Report how many lines of the listing below contain the string "neighboring", treating uppercase and lowercase as different. Give only the number.
# Start of Information given
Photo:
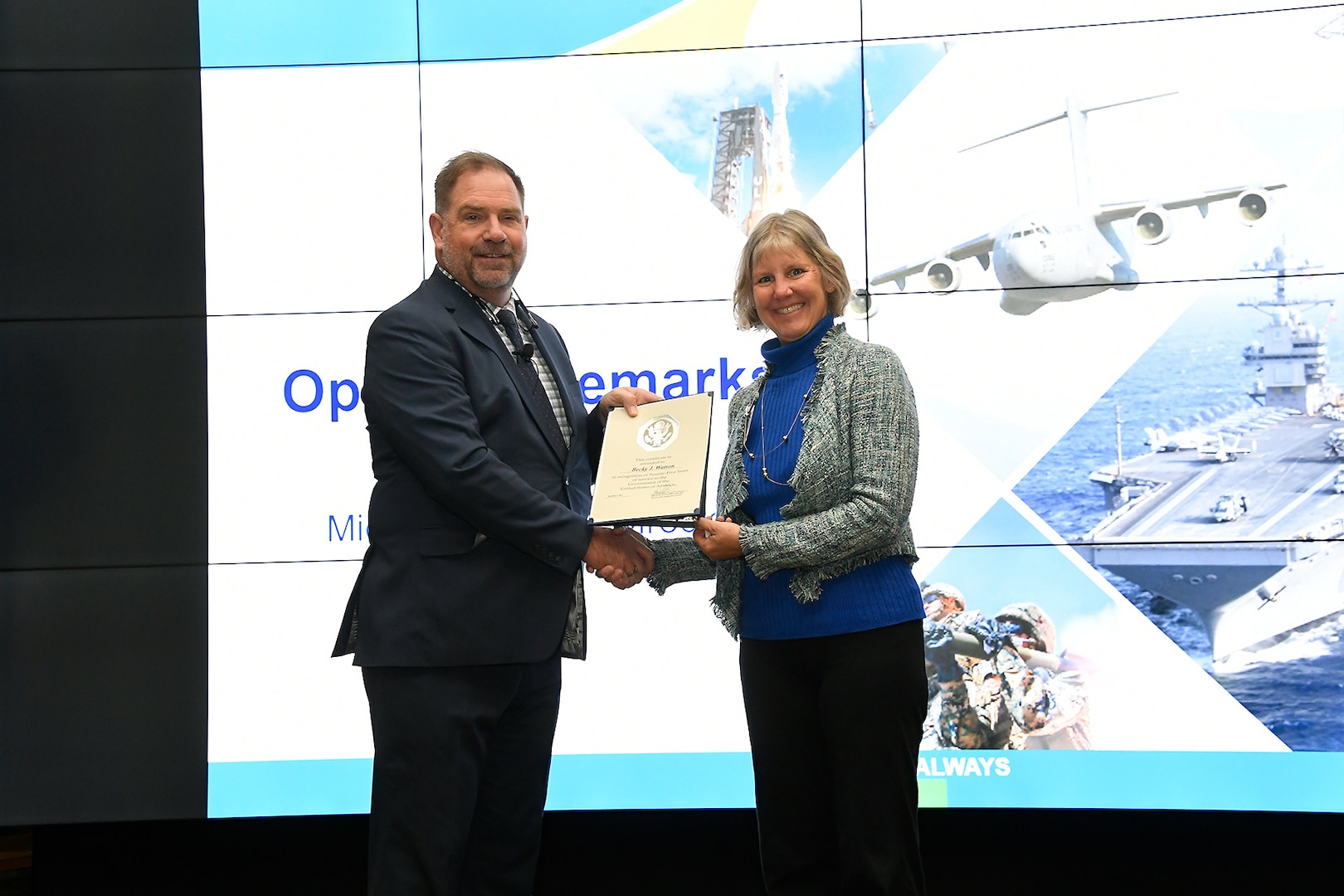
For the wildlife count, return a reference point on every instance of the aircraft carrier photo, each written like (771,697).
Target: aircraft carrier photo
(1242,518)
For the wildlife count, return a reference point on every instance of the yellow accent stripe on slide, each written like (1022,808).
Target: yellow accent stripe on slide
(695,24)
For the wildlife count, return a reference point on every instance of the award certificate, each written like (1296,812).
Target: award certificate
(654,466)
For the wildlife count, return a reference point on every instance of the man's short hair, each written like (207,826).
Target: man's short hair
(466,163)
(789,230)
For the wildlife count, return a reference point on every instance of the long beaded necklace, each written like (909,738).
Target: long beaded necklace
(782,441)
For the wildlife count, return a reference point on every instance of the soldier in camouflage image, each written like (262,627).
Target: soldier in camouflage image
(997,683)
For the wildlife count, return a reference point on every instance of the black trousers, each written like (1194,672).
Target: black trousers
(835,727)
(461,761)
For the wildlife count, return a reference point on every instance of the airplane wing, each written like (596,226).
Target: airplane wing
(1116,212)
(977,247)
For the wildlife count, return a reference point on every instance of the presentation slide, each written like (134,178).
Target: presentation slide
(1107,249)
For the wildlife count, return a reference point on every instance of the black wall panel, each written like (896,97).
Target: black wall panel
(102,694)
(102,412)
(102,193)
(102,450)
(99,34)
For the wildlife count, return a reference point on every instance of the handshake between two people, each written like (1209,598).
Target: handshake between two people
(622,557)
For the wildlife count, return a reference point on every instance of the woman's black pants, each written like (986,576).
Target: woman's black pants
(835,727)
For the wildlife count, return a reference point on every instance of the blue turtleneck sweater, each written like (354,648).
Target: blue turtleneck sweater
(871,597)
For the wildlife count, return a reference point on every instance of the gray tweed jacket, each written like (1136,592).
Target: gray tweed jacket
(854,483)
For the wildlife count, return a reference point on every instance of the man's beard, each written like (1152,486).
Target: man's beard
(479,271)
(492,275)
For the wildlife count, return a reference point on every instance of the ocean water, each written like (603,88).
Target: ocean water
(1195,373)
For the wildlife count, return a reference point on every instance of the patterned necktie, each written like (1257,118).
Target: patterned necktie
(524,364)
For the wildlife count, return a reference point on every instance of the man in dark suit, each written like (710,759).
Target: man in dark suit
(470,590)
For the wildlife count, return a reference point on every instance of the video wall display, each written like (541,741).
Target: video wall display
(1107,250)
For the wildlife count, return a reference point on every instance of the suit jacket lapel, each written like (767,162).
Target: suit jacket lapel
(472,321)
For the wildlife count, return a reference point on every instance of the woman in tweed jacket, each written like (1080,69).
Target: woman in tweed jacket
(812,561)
# End of Information given
# Start of Information given
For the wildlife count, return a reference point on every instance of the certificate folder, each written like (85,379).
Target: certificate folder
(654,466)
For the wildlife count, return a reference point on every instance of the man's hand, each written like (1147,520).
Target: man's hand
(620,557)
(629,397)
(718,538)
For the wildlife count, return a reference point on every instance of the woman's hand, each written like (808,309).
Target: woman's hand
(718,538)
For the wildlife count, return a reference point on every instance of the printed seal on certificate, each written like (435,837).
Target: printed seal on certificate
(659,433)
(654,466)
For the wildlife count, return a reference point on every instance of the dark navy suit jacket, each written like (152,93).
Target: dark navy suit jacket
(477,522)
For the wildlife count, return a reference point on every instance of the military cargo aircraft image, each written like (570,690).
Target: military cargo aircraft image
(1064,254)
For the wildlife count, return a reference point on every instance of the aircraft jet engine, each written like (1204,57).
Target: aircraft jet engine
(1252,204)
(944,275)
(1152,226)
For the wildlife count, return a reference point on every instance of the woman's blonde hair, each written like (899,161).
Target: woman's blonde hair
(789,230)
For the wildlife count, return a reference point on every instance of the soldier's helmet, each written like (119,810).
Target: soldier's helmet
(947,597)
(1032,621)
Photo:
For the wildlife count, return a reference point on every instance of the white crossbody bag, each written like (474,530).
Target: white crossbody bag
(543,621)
# End of Information given
# Start of Information given
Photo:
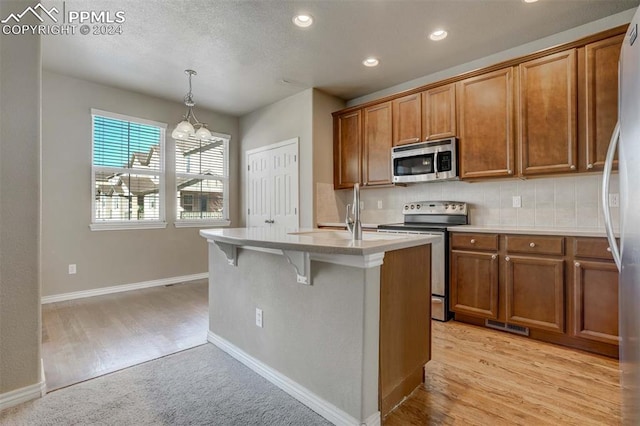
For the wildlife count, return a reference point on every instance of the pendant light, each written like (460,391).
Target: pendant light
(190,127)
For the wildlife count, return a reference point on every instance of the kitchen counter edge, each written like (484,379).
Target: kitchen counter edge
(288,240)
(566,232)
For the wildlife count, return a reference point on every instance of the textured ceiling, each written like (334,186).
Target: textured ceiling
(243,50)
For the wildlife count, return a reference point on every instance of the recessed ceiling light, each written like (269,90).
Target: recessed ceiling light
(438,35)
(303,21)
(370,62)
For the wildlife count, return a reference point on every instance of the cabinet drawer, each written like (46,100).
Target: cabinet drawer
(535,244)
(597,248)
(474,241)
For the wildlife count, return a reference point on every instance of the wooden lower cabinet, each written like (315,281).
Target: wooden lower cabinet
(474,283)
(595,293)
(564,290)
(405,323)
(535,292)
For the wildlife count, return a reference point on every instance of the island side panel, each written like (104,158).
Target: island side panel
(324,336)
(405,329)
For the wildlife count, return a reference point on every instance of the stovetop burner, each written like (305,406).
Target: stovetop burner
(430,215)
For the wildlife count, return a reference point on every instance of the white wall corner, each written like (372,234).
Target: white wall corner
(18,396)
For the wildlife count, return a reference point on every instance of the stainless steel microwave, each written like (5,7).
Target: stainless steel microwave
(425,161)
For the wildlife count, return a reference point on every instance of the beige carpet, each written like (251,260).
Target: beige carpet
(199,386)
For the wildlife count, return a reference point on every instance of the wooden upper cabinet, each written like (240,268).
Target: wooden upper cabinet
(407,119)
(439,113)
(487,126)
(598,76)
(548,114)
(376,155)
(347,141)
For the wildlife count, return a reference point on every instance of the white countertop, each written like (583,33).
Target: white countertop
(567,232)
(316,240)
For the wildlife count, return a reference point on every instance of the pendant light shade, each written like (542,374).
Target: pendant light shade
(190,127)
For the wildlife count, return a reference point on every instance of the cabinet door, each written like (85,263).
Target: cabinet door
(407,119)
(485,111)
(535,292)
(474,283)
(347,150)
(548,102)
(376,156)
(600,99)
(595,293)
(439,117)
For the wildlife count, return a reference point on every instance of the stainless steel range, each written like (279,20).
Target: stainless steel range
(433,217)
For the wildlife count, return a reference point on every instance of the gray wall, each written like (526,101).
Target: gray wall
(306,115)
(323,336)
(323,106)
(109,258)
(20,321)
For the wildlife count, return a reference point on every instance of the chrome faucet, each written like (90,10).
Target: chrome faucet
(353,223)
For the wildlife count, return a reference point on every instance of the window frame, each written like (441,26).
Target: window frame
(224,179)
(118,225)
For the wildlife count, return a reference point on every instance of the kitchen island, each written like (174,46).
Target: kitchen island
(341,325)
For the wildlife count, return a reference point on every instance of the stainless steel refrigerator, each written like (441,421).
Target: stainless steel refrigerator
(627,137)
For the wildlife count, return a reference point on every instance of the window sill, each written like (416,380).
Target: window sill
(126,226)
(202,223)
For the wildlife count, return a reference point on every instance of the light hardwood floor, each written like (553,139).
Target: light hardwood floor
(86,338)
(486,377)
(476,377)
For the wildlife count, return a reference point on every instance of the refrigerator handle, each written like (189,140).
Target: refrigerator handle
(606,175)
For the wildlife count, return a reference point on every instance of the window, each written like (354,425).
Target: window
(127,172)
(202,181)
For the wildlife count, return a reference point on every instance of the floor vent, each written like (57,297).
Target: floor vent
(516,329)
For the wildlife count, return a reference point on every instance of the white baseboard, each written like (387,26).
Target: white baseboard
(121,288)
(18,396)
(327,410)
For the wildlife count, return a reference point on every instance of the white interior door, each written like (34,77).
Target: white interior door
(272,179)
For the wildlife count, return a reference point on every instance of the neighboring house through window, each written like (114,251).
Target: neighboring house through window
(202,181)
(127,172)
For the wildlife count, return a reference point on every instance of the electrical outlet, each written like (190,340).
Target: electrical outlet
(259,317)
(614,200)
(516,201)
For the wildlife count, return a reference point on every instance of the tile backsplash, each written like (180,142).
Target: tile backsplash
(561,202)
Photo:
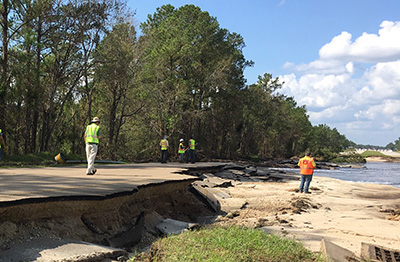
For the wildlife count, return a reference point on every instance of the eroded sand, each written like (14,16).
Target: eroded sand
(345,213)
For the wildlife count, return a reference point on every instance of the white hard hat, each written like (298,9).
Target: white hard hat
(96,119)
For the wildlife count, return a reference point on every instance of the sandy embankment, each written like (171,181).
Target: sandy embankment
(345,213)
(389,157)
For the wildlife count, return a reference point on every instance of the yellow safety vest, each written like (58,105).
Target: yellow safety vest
# End of Information given
**Output**
2